--- WHAT YOU NEED TO DO ---
All of the records should be reproduced word for word, but no images may appear in the copy.

--- Region pointing data ---
------

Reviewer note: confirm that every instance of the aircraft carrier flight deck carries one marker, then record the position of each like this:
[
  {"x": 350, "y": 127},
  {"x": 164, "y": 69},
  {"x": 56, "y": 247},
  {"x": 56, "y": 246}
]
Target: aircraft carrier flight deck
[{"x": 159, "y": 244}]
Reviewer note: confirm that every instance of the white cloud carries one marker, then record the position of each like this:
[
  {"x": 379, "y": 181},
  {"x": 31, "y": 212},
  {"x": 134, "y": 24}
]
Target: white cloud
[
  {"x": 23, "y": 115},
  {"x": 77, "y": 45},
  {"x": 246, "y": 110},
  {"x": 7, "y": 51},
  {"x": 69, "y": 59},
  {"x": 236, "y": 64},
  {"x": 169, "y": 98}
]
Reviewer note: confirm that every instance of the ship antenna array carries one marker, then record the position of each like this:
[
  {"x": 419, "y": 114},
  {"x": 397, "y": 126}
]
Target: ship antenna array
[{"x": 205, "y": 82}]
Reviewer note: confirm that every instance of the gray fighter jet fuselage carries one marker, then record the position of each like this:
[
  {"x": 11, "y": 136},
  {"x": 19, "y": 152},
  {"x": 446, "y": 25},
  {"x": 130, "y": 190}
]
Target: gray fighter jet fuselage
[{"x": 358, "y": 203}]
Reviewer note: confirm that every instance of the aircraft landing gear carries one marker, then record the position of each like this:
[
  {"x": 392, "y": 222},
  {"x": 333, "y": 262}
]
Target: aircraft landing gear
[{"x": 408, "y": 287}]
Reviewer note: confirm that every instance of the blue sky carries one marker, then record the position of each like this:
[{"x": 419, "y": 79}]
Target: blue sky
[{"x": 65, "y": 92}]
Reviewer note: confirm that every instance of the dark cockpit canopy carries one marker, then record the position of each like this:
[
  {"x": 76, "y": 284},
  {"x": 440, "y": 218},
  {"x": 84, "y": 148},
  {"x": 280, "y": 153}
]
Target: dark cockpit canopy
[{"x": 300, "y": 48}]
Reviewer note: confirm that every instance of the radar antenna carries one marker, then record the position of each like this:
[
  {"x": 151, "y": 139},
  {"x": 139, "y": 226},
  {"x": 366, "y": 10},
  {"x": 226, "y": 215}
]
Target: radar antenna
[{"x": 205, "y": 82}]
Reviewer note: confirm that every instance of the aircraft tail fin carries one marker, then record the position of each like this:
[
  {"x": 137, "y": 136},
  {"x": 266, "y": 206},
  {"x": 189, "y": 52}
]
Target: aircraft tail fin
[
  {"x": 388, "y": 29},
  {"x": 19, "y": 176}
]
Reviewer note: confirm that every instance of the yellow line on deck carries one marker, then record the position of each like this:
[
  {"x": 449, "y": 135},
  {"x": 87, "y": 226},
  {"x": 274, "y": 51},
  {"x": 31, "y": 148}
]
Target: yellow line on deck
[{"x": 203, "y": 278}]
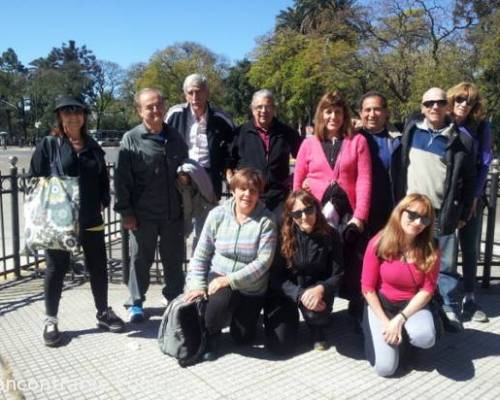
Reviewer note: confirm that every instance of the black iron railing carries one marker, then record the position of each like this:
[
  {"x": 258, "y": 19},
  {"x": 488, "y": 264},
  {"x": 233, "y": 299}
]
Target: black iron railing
[{"x": 15, "y": 264}]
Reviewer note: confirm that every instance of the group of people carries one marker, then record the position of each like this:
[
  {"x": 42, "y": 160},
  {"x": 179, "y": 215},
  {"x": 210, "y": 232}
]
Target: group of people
[{"x": 370, "y": 214}]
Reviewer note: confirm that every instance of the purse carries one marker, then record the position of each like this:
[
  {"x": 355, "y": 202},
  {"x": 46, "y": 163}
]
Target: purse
[{"x": 51, "y": 209}]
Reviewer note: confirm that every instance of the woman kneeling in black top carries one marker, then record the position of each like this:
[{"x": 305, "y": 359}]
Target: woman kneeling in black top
[{"x": 304, "y": 276}]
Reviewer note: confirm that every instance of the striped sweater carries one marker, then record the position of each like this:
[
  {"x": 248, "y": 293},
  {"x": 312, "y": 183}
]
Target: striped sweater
[{"x": 241, "y": 252}]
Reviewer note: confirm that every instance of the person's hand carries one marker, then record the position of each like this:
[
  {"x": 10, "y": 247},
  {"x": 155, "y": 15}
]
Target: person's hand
[
  {"x": 129, "y": 222},
  {"x": 183, "y": 179},
  {"x": 312, "y": 298},
  {"x": 305, "y": 186},
  {"x": 193, "y": 295},
  {"x": 473, "y": 209},
  {"x": 216, "y": 284},
  {"x": 392, "y": 332},
  {"x": 356, "y": 123},
  {"x": 359, "y": 223}
]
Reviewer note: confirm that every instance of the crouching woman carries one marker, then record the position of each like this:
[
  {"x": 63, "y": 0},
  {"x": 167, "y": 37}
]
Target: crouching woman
[
  {"x": 399, "y": 277},
  {"x": 231, "y": 261}
]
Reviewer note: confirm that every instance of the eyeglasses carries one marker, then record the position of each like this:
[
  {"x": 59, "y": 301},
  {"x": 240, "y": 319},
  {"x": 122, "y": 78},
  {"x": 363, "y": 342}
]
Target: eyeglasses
[
  {"x": 430, "y": 103},
  {"x": 298, "y": 213},
  {"x": 264, "y": 107},
  {"x": 71, "y": 110},
  {"x": 461, "y": 99},
  {"x": 413, "y": 216}
]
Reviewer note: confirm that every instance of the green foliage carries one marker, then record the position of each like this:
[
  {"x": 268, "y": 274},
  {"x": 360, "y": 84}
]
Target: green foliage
[
  {"x": 168, "y": 68},
  {"x": 238, "y": 91}
]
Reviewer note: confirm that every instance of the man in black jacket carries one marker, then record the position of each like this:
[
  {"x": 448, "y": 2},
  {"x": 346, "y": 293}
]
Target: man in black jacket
[
  {"x": 384, "y": 141},
  {"x": 437, "y": 160},
  {"x": 148, "y": 201},
  {"x": 266, "y": 144}
]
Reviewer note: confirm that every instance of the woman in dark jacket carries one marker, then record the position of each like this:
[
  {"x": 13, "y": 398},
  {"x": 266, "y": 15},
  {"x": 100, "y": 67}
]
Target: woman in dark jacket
[
  {"x": 80, "y": 156},
  {"x": 304, "y": 276},
  {"x": 466, "y": 108}
]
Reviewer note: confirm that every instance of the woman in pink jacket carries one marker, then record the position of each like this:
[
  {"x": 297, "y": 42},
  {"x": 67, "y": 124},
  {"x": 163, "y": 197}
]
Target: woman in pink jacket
[
  {"x": 335, "y": 166},
  {"x": 336, "y": 154}
]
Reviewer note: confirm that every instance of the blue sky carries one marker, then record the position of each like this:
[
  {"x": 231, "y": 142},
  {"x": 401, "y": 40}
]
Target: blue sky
[{"x": 130, "y": 31}]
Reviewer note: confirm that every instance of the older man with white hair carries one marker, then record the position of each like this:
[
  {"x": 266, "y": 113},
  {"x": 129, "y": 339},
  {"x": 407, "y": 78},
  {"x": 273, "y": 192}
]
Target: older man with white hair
[
  {"x": 207, "y": 131},
  {"x": 266, "y": 144},
  {"x": 437, "y": 160}
]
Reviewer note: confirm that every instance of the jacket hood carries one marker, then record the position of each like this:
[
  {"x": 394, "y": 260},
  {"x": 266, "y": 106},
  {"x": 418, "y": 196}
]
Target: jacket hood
[{"x": 257, "y": 212}]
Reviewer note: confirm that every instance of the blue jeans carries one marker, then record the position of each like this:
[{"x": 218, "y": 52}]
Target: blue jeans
[
  {"x": 470, "y": 236},
  {"x": 449, "y": 282}
]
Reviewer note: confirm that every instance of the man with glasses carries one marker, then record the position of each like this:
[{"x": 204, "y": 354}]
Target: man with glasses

------

--- SOLVED EXERCISE ---
Reviewer note: confirm that every instance of the aircraft carrier flight deck carries one marker, then record the position of each like this:
[
  {"x": 350, "y": 127},
  {"x": 164, "y": 69},
  {"x": 56, "y": 247},
  {"x": 56, "y": 246}
]
Target: aircraft carrier flight deck
[{"x": 159, "y": 244}]
Reviewer note: confirm that every instance of the white cloud carries one marker, then record the position of each like this:
[
  {"x": 379, "y": 181},
  {"x": 31, "y": 212},
  {"x": 134, "y": 24}
]
Target: white cloud
[
  {"x": 23, "y": 115},
  {"x": 77, "y": 45},
  {"x": 246, "y": 110},
  {"x": 7, "y": 51},
  {"x": 69, "y": 59},
  {"x": 236, "y": 64},
  {"x": 169, "y": 98}
]
Reviewer note: confirm that every instance of the ship antenna array carries one marker, then record the position of each like this:
[
  {"x": 419, "y": 114},
  {"x": 397, "y": 126}
]
Target: ship antenna array
[{"x": 205, "y": 82}]
Reviewer note: confirm that every instance of the gray fighter jet fuselage carries one marker, then record the position of each like this:
[
  {"x": 11, "y": 136},
  {"x": 19, "y": 152},
  {"x": 446, "y": 25},
  {"x": 130, "y": 190}
]
Target: gray fighter jet fuselage
[{"x": 358, "y": 203}]
Reviewer note: confirm that every instance of the aircraft landing gear carries one marker, then record the position of each like this:
[
  {"x": 392, "y": 222},
  {"x": 333, "y": 262}
]
Target: aircraft landing gear
[{"x": 408, "y": 287}]
Reviewer note: confirm that every instance of the blue sky carries one marker, then record the position of each like this:
[{"x": 419, "y": 79}]
Target: blue sky
[{"x": 65, "y": 92}]
Reviewer note: confirm that every instance of the dark cockpit canopy carries one marker, then record the position of each like this:
[
  {"x": 76, "y": 284},
  {"x": 440, "y": 218},
  {"x": 84, "y": 148},
  {"x": 280, "y": 153}
]
Target: dark cockpit canopy
[{"x": 300, "y": 48}]
Reviewer note: confirm that every instance of the radar antenna carries one marker, then record the position of each like this:
[
  {"x": 151, "y": 139},
  {"x": 139, "y": 226},
  {"x": 366, "y": 10},
  {"x": 226, "y": 215}
]
Target: radar antenna
[{"x": 205, "y": 82}]
Reviewer note: confirm that every instance of the aircraft tail fin carries one marker, then record the position of each like this:
[
  {"x": 137, "y": 136},
  {"x": 266, "y": 206},
  {"x": 189, "y": 52}
]
Target: aircraft tail fin
[
  {"x": 388, "y": 29},
  {"x": 19, "y": 176}
]
Reviewer note: confirm that every instance of the yellow line on deck carries one marker, then record the position of each like this:
[
  {"x": 449, "y": 135},
  {"x": 87, "y": 226},
  {"x": 274, "y": 51},
  {"x": 31, "y": 148}
]
Target: yellow line on deck
[{"x": 203, "y": 278}]
Reviewer note: confirm that every instance of the black iron railing carries one marker, then record the position of each like this:
[
  {"x": 258, "y": 19},
  {"x": 488, "y": 264},
  {"x": 233, "y": 299}
]
Target: black iron railing
[{"x": 15, "y": 264}]
Reviewer note: confirm that every instance of the group of people carries one marker, then record the position of each like this:
[
  {"x": 42, "y": 160},
  {"x": 179, "y": 215},
  {"x": 210, "y": 232}
]
Target: group of people
[{"x": 370, "y": 214}]
Reviewer note: confirm that every instance of the purse carries one marker, then record the position of each like this:
[
  {"x": 355, "y": 202},
  {"x": 46, "y": 163}
]
Target: purse
[{"x": 51, "y": 209}]
Reviewer note: confirm that every instance of the woman kneeling in black top carries one marker, then record the position of each like this:
[{"x": 305, "y": 359}]
Target: woman kneeling in black top
[{"x": 304, "y": 276}]
Reviewer note: confirm that every instance of the striped sweater carries one marker, then record the position of each like this:
[
  {"x": 248, "y": 293},
  {"x": 312, "y": 183}
]
Target: striped sweater
[{"x": 241, "y": 252}]
Reviewer note: confirm that every instance of the person's hand carries one marker, then record the position of each like this:
[
  {"x": 10, "y": 247},
  {"x": 155, "y": 15}
]
Target: person's hand
[
  {"x": 129, "y": 222},
  {"x": 183, "y": 179},
  {"x": 312, "y": 298},
  {"x": 305, "y": 186},
  {"x": 193, "y": 295},
  {"x": 473, "y": 209},
  {"x": 216, "y": 284},
  {"x": 392, "y": 332},
  {"x": 356, "y": 123},
  {"x": 359, "y": 223}
]
Reviewer note: confirm that every instance of the crouching woman carries one marker, then record the position of each like this:
[
  {"x": 63, "y": 0},
  {"x": 167, "y": 37}
]
Target: crouching woman
[
  {"x": 399, "y": 277},
  {"x": 231, "y": 261}
]
Reviewer note: confirm that every instance of the eyeglasses carries one marker, then record the position of each like this:
[
  {"x": 59, "y": 301},
  {"x": 240, "y": 319},
  {"x": 122, "y": 78},
  {"x": 363, "y": 342}
]
Target: eyeglasses
[
  {"x": 430, "y": 103},
  {"x": 298, "y": 213},
  {"x": 264, "y": 107},
  {"x": 71, "y": 110},
  {"x": 461, "y": 99},
  {"x": 413, "y": 216}
]
Reviewer note: confirm that every instance of the green foliage carries one marker, then record the position of each like this:
[
  {"x": 268, "y": 274},
  {"x": 360, "y": 84}
]
Target: green foliage
[
  {"x": 168, "y": 68},
  {"x": 238, "y": 91}
]
Reviewer note: confirm that every instance of the man in black jacket carries one marker, then record the position of each like this:
[
  {"x": 448, "y": 2},
  {"x": 346, "y": 293}
]
Target: man in black jacket
[
  {"x": 384, "y": 141},
  {"x": 437, "y": 160},
  {"x": 148, "y": 201},
  {"x": 266, "y": 144}
]
Reviewer note: confirm that every instance of the woman in dark jacket carries one marker, then record the position of each like this:
[
  {"x": 13, "y": 398},
  {"x": 266, "y": 15},
  {"x": 100, "y": 67}
]
Target: woman in dark jacket
[
  {"x": 80, "y": 156},
  {"x": 304, "y": 276},
  {"x": 466, "y": 108}
]
Reviewer note: confirm that every instance of the woman in pink jacket carries one marker, then record the position of each like this:
[
  {"x": 297, "y": 42},
  {"x": 67, "y": 124},
  {"x": 163, "y": 197}
]
Target: woman in pink jacket
[
  {"x": 335, "y": 166},
  {"x": 336, "y": 154}
]
Reviewer note: confirm that every instance of the blue sky carries one marker, then record the position of each like this:
[
  {"x": 231, "y": 142},
  {"x": 401, "y": 40}
]
Target: blue sky
[{"x": 130, "y": 31}]
Reviewer note: confirm that every instance of the older man with white hair carries one marker, then record the position of each like this:
[
  {"x": 266, "y": 113},
  {"x": 129, "y": 339},
  {"x": 407, "y": 78},
  {"x": 273, "y": 192}
]
Target: older man with white hair
[
  {"x": 207, "y": 131},
  {"x": 266, "y": 144},
  {"x": 437, "y": 160}
]
Reviewer note: confirm that every instance of the jacket hood carries one marker, then record the position of each like this:
[
  {"x": 394, "y": 260},
  {"x": 266, "y": 106},
  {"x": 418, "y": 196}
]
Target: jacket hood
[{"x": 257, "y": 212}]
Reviewer note: confirm that every instance of the blue jeans carries one marker, then record the position of each like this:
[{"x": 218, "y": 52}]
Target: blue jeans
[
  {"x": 470, "y": 236},
  {"x": 449, "y": 282}
]
Reviewer note: confirm that every instance of the man with glasses carries one marker, then record the position of each like this:
[{"x": 204, "y": 354}]
Target: man with glasses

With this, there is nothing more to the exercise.